--- START ---
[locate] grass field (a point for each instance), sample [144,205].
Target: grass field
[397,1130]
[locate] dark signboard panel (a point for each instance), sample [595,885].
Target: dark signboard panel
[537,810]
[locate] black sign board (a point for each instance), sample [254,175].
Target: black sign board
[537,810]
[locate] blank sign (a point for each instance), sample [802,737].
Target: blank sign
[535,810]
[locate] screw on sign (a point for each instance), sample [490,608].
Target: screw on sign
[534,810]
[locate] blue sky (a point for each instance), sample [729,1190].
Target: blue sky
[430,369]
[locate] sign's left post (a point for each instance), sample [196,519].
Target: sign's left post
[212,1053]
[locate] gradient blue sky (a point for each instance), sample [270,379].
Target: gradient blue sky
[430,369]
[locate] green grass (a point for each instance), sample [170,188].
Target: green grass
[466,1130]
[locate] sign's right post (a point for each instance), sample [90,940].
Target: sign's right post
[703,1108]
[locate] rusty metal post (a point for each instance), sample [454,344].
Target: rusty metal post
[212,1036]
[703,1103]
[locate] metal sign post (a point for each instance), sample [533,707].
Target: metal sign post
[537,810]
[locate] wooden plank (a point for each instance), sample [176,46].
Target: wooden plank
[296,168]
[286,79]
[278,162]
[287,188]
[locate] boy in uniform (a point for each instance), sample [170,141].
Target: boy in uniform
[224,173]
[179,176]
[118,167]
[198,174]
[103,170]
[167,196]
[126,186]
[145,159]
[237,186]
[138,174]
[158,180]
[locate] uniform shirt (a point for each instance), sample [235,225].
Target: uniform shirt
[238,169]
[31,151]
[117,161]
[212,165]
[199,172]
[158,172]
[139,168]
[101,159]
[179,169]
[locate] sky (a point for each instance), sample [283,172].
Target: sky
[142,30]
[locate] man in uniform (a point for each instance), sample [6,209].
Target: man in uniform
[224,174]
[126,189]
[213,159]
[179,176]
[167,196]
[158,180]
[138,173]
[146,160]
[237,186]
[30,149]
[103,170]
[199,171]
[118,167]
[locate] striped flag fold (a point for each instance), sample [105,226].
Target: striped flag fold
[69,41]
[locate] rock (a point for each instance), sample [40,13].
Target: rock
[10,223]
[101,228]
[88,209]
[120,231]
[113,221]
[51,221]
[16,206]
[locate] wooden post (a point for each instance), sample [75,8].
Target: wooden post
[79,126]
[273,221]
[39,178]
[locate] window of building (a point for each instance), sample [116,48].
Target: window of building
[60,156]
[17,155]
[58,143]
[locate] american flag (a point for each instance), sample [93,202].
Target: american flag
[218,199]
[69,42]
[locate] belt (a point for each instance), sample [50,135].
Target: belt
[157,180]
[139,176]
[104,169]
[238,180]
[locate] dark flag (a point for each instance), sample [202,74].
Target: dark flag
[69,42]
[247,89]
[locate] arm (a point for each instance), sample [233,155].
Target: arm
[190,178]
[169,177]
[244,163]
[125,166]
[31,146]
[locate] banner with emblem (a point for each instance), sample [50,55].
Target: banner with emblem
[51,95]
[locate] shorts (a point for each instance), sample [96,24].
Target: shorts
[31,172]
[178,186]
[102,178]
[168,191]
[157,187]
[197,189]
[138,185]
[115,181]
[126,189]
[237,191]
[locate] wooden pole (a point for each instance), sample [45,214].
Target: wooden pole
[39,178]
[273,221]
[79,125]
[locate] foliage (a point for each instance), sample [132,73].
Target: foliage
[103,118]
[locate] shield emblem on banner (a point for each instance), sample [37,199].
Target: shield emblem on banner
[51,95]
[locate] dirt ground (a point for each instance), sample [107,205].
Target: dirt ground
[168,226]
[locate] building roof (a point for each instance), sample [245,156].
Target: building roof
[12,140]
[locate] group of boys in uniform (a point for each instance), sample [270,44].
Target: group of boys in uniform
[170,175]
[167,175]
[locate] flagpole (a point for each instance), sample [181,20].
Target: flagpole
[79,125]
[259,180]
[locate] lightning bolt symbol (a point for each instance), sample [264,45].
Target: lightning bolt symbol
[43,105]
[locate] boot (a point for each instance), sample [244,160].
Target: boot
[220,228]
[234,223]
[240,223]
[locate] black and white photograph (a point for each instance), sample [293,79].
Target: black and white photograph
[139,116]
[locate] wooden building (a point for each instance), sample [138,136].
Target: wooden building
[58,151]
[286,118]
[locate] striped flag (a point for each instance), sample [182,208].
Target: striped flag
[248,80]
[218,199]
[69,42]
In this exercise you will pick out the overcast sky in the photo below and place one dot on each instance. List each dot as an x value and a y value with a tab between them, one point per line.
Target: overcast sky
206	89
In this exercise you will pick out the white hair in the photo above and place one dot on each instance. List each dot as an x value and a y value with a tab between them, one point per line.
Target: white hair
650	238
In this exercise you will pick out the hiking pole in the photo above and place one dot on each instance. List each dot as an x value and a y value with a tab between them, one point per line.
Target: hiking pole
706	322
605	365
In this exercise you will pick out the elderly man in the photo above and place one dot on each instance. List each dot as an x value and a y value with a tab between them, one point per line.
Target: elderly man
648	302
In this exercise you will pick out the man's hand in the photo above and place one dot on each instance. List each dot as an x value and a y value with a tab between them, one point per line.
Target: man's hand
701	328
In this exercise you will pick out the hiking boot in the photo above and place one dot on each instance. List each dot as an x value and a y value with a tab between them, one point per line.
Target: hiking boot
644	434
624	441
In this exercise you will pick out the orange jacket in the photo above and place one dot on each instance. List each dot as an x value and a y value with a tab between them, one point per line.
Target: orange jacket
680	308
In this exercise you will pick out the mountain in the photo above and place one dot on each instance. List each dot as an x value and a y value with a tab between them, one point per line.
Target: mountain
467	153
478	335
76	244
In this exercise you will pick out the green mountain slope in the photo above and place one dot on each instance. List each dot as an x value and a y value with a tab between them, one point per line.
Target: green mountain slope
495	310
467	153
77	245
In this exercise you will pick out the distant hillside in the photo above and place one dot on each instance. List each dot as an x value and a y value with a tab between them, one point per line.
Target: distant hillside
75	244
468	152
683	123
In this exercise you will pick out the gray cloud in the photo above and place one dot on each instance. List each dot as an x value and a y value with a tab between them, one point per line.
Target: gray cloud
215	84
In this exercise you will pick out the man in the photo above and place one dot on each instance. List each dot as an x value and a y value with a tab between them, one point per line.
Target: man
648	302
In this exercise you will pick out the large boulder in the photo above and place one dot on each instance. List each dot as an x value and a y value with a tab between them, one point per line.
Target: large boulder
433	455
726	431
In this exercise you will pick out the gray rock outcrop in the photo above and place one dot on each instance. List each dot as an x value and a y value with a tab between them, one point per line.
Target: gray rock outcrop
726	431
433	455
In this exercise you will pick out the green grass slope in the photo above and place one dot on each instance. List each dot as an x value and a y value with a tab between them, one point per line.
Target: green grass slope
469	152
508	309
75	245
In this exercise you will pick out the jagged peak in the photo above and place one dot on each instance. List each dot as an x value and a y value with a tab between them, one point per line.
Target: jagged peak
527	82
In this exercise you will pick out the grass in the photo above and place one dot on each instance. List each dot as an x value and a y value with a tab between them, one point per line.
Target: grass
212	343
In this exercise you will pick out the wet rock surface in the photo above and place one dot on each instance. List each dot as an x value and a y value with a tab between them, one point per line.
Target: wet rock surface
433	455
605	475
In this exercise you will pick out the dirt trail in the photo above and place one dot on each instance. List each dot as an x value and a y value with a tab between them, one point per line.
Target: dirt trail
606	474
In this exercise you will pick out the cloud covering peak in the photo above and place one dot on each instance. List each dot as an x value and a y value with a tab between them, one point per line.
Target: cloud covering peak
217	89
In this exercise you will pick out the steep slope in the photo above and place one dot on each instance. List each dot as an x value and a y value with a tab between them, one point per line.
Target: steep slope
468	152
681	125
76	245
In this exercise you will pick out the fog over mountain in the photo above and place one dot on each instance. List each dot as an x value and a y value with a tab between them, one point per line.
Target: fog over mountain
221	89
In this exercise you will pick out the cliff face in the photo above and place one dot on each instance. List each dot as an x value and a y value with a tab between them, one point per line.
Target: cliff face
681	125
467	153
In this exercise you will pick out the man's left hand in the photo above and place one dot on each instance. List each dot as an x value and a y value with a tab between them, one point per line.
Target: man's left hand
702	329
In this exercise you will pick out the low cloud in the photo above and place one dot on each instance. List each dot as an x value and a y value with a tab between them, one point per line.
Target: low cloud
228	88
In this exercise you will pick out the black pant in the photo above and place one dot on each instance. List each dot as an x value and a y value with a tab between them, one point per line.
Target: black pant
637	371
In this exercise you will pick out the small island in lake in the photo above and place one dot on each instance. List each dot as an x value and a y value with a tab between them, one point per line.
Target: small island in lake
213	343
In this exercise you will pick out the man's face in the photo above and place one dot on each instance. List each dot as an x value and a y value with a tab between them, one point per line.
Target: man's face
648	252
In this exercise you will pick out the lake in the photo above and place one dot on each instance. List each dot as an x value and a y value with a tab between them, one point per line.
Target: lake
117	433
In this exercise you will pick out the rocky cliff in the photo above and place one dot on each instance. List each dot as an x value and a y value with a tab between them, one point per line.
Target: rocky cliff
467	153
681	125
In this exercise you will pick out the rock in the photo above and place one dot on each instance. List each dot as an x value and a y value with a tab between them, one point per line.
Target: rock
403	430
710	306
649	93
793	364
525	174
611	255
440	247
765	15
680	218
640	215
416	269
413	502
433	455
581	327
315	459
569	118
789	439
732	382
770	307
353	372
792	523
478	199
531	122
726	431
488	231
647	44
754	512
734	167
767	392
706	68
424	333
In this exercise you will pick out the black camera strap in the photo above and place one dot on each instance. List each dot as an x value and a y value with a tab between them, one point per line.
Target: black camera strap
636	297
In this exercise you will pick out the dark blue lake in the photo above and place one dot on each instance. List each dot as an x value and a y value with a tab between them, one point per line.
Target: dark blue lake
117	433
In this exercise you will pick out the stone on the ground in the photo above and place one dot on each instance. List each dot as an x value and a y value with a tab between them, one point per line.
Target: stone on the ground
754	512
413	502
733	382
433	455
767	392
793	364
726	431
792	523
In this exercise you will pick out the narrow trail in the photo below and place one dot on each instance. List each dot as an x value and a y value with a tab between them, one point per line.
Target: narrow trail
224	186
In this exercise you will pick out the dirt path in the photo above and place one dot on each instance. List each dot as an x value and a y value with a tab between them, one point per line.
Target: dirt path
--- END ---
ABOUT THIS TASK → Give back exactly what runs from the first line of the listing above to the line that contains "[locate] wooden plank", keeping both end lines.

SOLUTION FOR THIS PROBLEM →
[locate] grass field (a point for each instance), sample [144,205].
Target: grass field
[397,1130]
[locate] dark signboard panel (a point for each instance), sample [595,885].
Target: dark signboard panel
[537,810]
[locate] black sign board (a point for each instance), sample [254,175].
Target: black sign board
[537,810]
[locate] blank sign (a point for each instance), sample [802,737].
Target: blank sign
[535,810]
[locate] screw on sign (a point for each instance), sample [490,608].
Target: screw on sign
[534,810]
[locate] blue sky (a point for each instance), sample [729,1190].
Target: blue sky
[430,369]
[locate] sign's left post (a point for each instance), sample [196,519].
Target: sign's left post
[212,1053]
[locate] gradient blue sky (a point for each instance), sample [270,379].
Target: gradient blue sky
[430,369]
[locate] green grass (a point for each instance), sample [170,188].
Target: green grass
[466,1130]
[locate] sign's right post (a point for each instance), sample [90,940].
Target: sign's right post
[703,1108]
[locate] rusty metal post (a point for each instance), sample [454,344].
Target: rusty metal post
[212,1036]
[703,1103]
[locate] metal sign post (a point for each instance), sample [533,707].
Target: metal sign post
[537,810]
[locate] wooden plank (a point for each instance), sample [176,46].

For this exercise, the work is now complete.